Finding your MRS.
The problem with men these days
is that they claim to know what they need but are forever after what
they want. Women have their faults too but I am not here for the ladies
today. When I chat with people, whether online or offline, I try to do
so with intelligent people. During the cause of these discussions, we
talk about different things from their ambitions and even on to who they
would want to spend the rest of their valuable life with. Now you will
find out that they know the kind of woman they would want as a better
half. It’s all neatly stored up somewhere in their head, nice. However,
look at the girls they are attracted to, absolutely opposite, then I can
only wonder. Idikwa okay?
Some of them go as far as keeping the
ones with about 70% attribute of their needs in a woman at standard
room’s length just because of something very stupid and flimsy as a
reason. A friend told me he couldn’t get serious with a particular girl
all because she stays on the mainland and he on the island. That was the
ONLY wrong thing he could see about the lady in question. Island to
mainland? In the same Lagos state o. Then a friend’s friend once told me
he couldn’t date a girl only because she doesn’t dress in a particular
way. From our discussion I realized he wasn’t expecting her to dress
trashy or anything close to that (neither was she), he just wanted her
to put on decent stuffs that are in-vogue and maybe kinda look
expensive. I was weak. If you think this lady in question has the
attributes you need as a wife, why let her go just because of a want. A
want that can be changed? You want her to dress in a particular way, why
don’t you buy them if you are sure serious about dating this girl. Of
course you won’t have to start spending your money on a lady when you
ain’t sure she is on same page with you but you can at least take out
time to be sure she is on same page and ready to go the long road with
you. Some even stay away from such lady because of some stored up
assumptions……assumptions ooo! What happened to talking and getting
things straight?

**Dataset content:**
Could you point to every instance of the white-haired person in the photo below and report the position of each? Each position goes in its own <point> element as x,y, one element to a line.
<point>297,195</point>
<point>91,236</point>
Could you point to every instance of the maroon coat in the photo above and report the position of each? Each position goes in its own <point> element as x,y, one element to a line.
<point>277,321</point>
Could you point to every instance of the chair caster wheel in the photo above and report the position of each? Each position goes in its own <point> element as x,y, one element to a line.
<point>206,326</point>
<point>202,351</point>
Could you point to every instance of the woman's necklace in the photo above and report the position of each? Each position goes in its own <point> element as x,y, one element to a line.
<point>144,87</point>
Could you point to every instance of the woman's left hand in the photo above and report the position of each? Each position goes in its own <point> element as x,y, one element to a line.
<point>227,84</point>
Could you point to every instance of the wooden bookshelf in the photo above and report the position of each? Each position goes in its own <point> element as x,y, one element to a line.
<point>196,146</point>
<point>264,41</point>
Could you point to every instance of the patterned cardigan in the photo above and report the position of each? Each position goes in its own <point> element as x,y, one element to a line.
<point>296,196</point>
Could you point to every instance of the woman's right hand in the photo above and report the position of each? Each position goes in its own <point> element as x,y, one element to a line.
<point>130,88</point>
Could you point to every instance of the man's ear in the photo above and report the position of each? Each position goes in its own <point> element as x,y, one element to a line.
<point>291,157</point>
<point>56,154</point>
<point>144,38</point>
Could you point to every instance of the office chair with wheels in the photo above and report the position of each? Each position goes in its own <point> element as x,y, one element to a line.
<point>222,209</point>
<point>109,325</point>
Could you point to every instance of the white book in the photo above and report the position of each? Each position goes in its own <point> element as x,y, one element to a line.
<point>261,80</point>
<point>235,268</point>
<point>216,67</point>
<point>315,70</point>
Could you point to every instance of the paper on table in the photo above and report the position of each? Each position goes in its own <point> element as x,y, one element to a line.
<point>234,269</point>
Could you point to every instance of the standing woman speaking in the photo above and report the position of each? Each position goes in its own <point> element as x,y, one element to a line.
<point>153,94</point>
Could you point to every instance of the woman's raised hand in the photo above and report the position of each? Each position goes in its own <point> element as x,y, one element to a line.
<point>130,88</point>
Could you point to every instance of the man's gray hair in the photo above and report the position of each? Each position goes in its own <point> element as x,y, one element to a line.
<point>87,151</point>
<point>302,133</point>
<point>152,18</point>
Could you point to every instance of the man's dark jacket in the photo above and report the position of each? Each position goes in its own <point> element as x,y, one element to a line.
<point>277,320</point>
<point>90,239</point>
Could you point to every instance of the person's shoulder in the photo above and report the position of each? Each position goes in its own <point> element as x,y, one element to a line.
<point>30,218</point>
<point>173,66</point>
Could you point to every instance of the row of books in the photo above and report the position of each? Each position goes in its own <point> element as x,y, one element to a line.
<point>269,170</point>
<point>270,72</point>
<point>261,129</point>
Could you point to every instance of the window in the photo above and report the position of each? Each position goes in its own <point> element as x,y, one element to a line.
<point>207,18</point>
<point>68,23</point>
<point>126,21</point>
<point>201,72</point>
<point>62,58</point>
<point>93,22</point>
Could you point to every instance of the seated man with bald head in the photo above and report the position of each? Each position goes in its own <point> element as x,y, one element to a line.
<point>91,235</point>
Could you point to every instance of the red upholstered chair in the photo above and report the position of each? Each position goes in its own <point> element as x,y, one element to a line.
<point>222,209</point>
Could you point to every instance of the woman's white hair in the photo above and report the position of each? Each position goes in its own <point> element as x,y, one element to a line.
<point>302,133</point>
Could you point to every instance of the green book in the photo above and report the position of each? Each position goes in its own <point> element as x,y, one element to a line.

**Work task:**
Write out the full piece on finding your Mrs., word for word. Nothing in the records is needed for the work here.

**Answer to the exercise:**
Finding your MRS.
The problem with men these days
is that they claim to know what they need but are forever after what
they want. Women have their faults too but I am not here for the ladies
today. When I chat with people, whether online or offline, I try to do
so with intelligent people. During the cause of these discussions, we
talk about different things from their ambitions and even on to who they
would want to spend the rest of their valuable life with. Now you will
find out that they know the kind of woman they would want as a better
half. It’s all neatly stored up somewhere in their head, nice. However,
look at the girls they are attracted to, absolutely opposite, then I can
only wonder. Idikwa okay?
Some of them go as far as keeping the
ones with about 70% attribute of their needs in a woman at standard
room’s length just because of something very stupid and flimsy as a
reason. A friend told me he couldn’t get serious with a particular girl
all because she stays on the mainland and he on the island. That was the
ONLY wrong thing he could see about the lady in question. Island to
mainland? In the same Lagos state o. Then a friend’s friend once told me
he couldn’t date a girl only because she doesn’t dress in a particular
way. From our discussion I realized he wasn’t expecting her to dress
trashy or anything close to that (neither was she), he just wanted her
to put on decent stuffs that are in-vogue and maybe kinda look
expensive. I was weak. If you think this lady in question has the
attributes you need as a wife, why let her go just because of a want. A
want that can be changed? You want her to dress in a particular way, why
don’t you buy them if you are sure serious about dating this girl. Of
course you won’t have to start spending your money on a lady when you
ain’t sure she is on same page with you but you can at least take out
time to be sure she is on same page and ready to go the long road with
you. Some even stay away from such lady because of some stored up
assumptions……assumptions ooo! What happened to talking and getting
things straight?